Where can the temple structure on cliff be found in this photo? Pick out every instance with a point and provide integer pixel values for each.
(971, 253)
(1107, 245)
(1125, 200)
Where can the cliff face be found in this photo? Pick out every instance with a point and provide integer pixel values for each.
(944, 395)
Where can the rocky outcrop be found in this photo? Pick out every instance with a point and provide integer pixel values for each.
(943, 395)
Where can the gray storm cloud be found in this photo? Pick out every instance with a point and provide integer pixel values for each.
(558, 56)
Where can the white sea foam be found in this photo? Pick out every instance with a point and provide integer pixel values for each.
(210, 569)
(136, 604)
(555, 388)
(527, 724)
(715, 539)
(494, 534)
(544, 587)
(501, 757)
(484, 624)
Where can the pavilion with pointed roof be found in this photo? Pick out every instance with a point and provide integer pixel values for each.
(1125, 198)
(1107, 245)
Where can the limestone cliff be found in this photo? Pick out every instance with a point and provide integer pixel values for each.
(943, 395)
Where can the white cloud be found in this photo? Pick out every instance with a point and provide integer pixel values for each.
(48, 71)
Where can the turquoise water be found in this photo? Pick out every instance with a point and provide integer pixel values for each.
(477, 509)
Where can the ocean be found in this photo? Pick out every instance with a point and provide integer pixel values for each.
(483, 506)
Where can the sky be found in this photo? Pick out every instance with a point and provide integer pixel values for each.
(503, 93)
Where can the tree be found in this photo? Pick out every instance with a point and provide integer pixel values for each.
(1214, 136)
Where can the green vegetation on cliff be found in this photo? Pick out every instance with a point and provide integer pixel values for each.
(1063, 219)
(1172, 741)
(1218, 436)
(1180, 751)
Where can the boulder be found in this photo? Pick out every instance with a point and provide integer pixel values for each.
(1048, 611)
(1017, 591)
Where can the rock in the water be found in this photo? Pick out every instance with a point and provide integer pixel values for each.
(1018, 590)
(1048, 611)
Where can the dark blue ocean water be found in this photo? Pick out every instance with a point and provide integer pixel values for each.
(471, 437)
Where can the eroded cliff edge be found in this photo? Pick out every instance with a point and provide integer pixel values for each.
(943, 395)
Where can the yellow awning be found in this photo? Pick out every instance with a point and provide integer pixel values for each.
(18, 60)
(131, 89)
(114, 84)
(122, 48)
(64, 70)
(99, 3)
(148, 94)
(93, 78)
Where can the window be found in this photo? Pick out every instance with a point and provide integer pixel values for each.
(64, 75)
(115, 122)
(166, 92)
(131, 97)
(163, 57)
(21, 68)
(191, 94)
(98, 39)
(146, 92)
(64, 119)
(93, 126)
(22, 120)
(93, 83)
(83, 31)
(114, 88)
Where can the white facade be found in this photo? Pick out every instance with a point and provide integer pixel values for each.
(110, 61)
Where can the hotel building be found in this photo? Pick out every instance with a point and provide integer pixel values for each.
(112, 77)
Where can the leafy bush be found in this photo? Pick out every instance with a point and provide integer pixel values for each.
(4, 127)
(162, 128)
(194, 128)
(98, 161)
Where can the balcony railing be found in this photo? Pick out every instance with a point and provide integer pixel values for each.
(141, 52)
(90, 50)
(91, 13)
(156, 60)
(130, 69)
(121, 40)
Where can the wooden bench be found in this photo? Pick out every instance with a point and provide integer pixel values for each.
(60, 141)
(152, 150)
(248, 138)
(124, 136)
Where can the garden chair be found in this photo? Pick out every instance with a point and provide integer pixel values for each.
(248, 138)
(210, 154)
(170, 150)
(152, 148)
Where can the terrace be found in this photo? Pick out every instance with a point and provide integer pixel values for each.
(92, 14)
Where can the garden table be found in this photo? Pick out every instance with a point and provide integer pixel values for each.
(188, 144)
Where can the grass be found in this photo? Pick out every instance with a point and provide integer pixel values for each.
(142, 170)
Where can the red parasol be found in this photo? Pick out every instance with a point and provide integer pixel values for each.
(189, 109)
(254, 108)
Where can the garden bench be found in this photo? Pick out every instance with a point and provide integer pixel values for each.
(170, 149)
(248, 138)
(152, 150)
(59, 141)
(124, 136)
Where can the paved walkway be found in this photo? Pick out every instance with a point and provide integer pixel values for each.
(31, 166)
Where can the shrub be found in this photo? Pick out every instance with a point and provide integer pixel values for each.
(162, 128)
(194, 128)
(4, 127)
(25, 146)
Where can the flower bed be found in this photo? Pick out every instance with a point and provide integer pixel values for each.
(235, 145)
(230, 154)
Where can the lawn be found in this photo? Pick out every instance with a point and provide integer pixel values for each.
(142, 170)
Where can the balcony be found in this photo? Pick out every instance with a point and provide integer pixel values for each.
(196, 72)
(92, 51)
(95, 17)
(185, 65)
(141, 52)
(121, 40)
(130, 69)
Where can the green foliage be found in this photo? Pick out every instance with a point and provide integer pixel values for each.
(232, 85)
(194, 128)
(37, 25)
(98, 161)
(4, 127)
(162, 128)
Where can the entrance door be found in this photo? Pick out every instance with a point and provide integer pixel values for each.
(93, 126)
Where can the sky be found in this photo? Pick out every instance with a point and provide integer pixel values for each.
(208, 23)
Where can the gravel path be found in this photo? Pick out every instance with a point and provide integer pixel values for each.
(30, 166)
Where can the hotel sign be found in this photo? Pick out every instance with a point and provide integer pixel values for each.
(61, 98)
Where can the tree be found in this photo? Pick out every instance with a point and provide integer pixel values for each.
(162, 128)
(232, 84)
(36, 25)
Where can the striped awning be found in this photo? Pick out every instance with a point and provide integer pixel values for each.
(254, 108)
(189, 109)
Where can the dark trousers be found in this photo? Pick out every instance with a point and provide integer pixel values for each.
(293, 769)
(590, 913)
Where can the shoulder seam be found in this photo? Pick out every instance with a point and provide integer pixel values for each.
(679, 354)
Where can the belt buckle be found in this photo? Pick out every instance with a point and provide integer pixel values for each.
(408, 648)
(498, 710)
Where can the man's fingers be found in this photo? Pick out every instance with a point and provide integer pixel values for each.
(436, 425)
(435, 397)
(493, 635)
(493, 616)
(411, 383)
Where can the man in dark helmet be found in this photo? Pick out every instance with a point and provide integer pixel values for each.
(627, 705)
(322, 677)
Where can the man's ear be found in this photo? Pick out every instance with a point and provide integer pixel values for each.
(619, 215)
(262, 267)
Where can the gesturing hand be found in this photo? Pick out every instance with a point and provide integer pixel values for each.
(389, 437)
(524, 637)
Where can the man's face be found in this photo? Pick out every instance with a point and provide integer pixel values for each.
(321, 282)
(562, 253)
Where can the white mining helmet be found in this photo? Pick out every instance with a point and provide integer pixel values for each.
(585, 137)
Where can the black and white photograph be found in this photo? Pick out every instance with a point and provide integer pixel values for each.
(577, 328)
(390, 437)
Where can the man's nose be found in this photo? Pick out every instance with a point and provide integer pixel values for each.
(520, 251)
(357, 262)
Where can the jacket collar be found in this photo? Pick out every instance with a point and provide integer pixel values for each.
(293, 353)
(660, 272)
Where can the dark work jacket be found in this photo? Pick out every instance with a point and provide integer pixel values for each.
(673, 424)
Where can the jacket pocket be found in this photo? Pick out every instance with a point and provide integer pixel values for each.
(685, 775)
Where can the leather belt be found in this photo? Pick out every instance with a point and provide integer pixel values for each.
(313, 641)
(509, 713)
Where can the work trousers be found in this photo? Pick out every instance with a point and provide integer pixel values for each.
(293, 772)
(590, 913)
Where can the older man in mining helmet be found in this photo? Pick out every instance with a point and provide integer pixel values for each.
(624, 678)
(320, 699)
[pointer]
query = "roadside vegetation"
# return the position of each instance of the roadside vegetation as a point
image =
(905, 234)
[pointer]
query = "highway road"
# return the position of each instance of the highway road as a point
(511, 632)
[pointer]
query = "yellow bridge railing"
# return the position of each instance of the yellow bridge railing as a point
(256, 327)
==============================
Quote the entire listing above exactly.

Where can the temple structure on cliff be found in this photo? Pick out every instance with a point and provide integer pixel values for each.
(971, 253)
(1107, 245)
(1125, 200)
Where can the cliff face be found in this photo? Pick out every instance with a point and provide integer pixel values for each.
(944, 395)
Where can the rocky outcrop be found in this photo? Pick out every instance with a point and provide integer pixel values for each.
(943, 395)
Where can the gray storm cloud be found in this photo? Pick out every instance with a point and provide integer pixel values for each.
(558, 56)
Where can the white sea foam be found in this photo? Pick out every instance with a point and provide integer pixel values for each.
(210, 569)
(136, 604)
(555, 388)
(527, 724)
(715, 539)
(494, 534)
(544, 587)
(501, 757)
(484, 624)
Where can the pavilion with pointed roof be found in this photo? Pick out every instance with a point and provide integer pixel values for each.
(1125, 198)
(1107, 245)
Where can the limestone cliff be found in this photo? Pick out every instance with a point and provide integer pixel values for each.
(943, 395)
Where can the white cloud be found in this photo? Pick out every instance with a point and provide integer pixel values for each.
(48, 71)
Where can the turquoise water be found in this photo? Pick out every instance with a point and provide integer pixel values for each.
(477, 509)
Where can the ocean be found in this photo? Pick out every instance with a point and provide integer pixel values for each.
(483, 506)
Where can the sky be found in this photo? Pick out every instance with a point and provide integer pixel values for each.
(503, 93)
Where can the tree be found in this photo? Pick out every instance with a point and provide integer pixel values for each.
(1214, 136)
Where can the green vegetation on cliff be found in this photo? Pick out every instance with a point and provide integer pixel values for each.
(1063, 219)
(1172, 741)
(1218, 436)
(1180, 751)
Where can the boulder be found in this photo? Pick out every instance with a point and provide integer pixel values for each.
(1048, 611)
(1017, 591)
Where can the rock in the water be found in this photo? Pick out every instance with a point and provide integer pixel values for each.
(1018, 590)
(1048, 611)
Where can the dark blue ocean water be found in this photo? Pick out every instance with a point and provide integer pixel values for each.
(471, 437)
Where can the eroded cliff edge be found in this photo? Pick out every instance with a point and provide integer pixel values for each.
(943, 395)
Where can the yellow awning be found in this photo? Pick out every instance with a point and provide integer pixel values for each.
(18, 60)
(131, 89)
(114, 84)
(122, 48)
(64, 70)
(99, 3)
(148, 94)
(93, 78)
Where can the window be found in this photo? Pick out every instance with a point and provide integer pixel values for each.
(64, 75)
(115, 122)
(166, 92)
(131, 97)
(163, 57)
(21, 68)
(191, 94)
(98, 39)
(146, 92)
(64, 119)
(93, 126)
(22, 120)
(93, 83)
(83, 31)
(114, 88)
Where can the white facade be found in this photo? Pick out every instance with a point and provide integer pixel values for each.
(110, 61)
Where can the hotel building be found in this photo? Pick out every instance with a point and provide integer pixel values for each.
(112, 77)
Where can the leafy bush be found in this photo? Pick out every instance with a point and provide integer pixel values for each.
(4, 127)
(162, 128)
(194, 128)
(98, 161)
Where can the balcony railing be found in this photo? Pick out every instance with a point and provide integer pixel values for each.
(141, 52)
(90, 50)
(91, 13)
(156, 60)
(130, 69)
(121, 40)
Where can the wooden bench be found in this photo? Pick out every instance with a point and provide integer pixel values for each.
(60, 141)
(152, 150)
(248, 138)
(124, 136)
Where can the garden chair be found in this photo? Pick out every instance with a point and provide integer pixel values for each.
(248, 138)
(210, 154)
(170, 150)
(152, 148)
Where can the terrace be found in this photo? Pick out every instance with a point and provide integer pixel values for each.
(92, 14)
Where can the garden table be found in this photo? Pick out every instance with a point and provide integer pixel values for each.
(188, 144)
Where can the grass be found in this photo? Pick out every instance with a point and provide integer pixel values for each.
(142, 170)
Where can the red parasol be found in this photo? Pick out every instance with a point and provide integer pixel values for each.
(189, 109)
(254, 108)
Where can the garden bench be found in this photo? Pick out every instance with a point and provide integer pixel values for each.
(170, 149)
(248, 138)
(152, 150)
(59, 141)
(124, 136)
Where can the paved walkway be found in this photo? Pick out every instance with a point and provide integer pixel values for each.
(31, 166)
Where can the shrub be found in this photo? Pick out every instance with a point and provide integer pixel values for each.
(162, 128)
(194, 128)
(4, 127)
(25, 146)
Where can the flower bed be found in this photo? Pick out every instance with a point and provide integer pixel values for each.
(235, 145)
(230, 154)
Where can the lawn be found in this photo? Pick out every instance with a point and provide integer pixel values for each.
(142, 170)
Where can the balcony be found in this photo? Pick out every instance with a point and provide integer pixel values for each.
(196, 72)
(92, 51)
(95, 17)
(185, 65)
(141, 52)
(121, 40)
(130, 69)
Where can the green foliage be found in this photo? Pick out every instance with a point and provide integer pixel values for each.
(232, 85)
(194, 128)
(37, 25)
(98, 161)
(4, 127)
(162, 128)
Where can the entrance door be found in this photo? Pick out every instance with a point and provide integer pixel values for each.
(93, 126)
Where can the sky be found in this photo? Pick out every instance with a point and provide integer pixel values for each.
(208, 23)
Where can the gravel path be found in this photo? Pick out every instance with a point and provide integer pixel values for each.
(30, 166)
Where can the hotel sign be found in this photo? Pick out every instance with a point and provide integer pixel values for each.
(61, 98)
Where can the tree be found in this photo? Pick out every instance with a point and provide integer pixel values for each.
(162, 128)
(232, 84)
(36, 25)
Where can the striped awning be found in this photo? Pick out every instance with a point and provide integer pixel values for each.
(254, 108)
(189, 109)
Where can the dark trousers be found in this photo? Pick out every instance with a point and provide integer pixel values for each.
(293, 769)
(590, 913)
Where can the shoulder seam be found in this photo? Pick out every instance with a point and provide integer pixel values for each.
(679, 354)
Where can the belt buckle be found in this photo? Pick out every instance with a point and provide integer pixel values for each.
(408, 648)
(498, 710)
Where can the man's fingers be found in this photo? Pick out every instance with a point and provide integer pixel values for each.
(436, 425)
(435, 397)
(493, 635)
(493, 616)
(411, 383)
Where can the man in dark helmet be found in this photo? Pick out every instance with a point and provide integer pixel values for each.
(627, 705)
(322, 677)
Where can the man's ear be found in this photo? Pick out every instance with a point and provide integer pixel values for each.
(619, 215)
(262, 267)
Where can the gesturing hand be found in this photo? Pick out every instance with a point and provide integer pixel values for each.
(389, 437)
(524, 637)
Where can the man's face be found in this photo? Pick out every instance with a point and provide integer pixel values for each.
(321, 282)
(562, 253)
Where can the white mining helmet be found in this photo? Pick out every instance with a point and provide integer pixel values for each.
(585, 137)
Where can the black and white photograph be found in this photo? Pick out every instance with a point and provide integer pixel values for each.
(577, 328)
(390, 437)
Where can the man's nose be found in this photo? Pick out every instance with a point and provide integer pixel values for each.
(520, 251)
(357, 262)
Where can the jacket collar be found in this photo? Pick out every instance with a point and provide integer pixel values for each.
(293, 353)
(660, 272)
Where can the dark work jacket be found in this photo? Pick out every instance with a point and provide integer pixel values for each.
(673, 424)
Where can the jacket pocket be found in this photo? Pick out every instance with a point and provide integer pixel values for each.
(685, 775)
Where can the leather belt be found in this photo? Pick out every instance with a point and provide integer pixel values for each.
(313, 641)
(509, 713)
Where can the work trousers be found in this photo? Pick out every instance with a point and provide integer pixel values for each.
(293, 772)
(590, 913)
Where can the older man in mining helmet be found in this photo? Pick out every instance with a point and provide integer pixel values for each.
(624, 678)
(320, 699)
[pointer]
query = "roadside vegetation"
# return the position of each instance of the roadside vegetation as a point
image =
(905, 234)
[pointer]
query = "highway road"
# return the position of each instance of the highway road as a point
(511, 632)
[pointer]
query = "yellow bridge railing"
# return the position of each instance of the yellow bridge railing as a point
(256, 327)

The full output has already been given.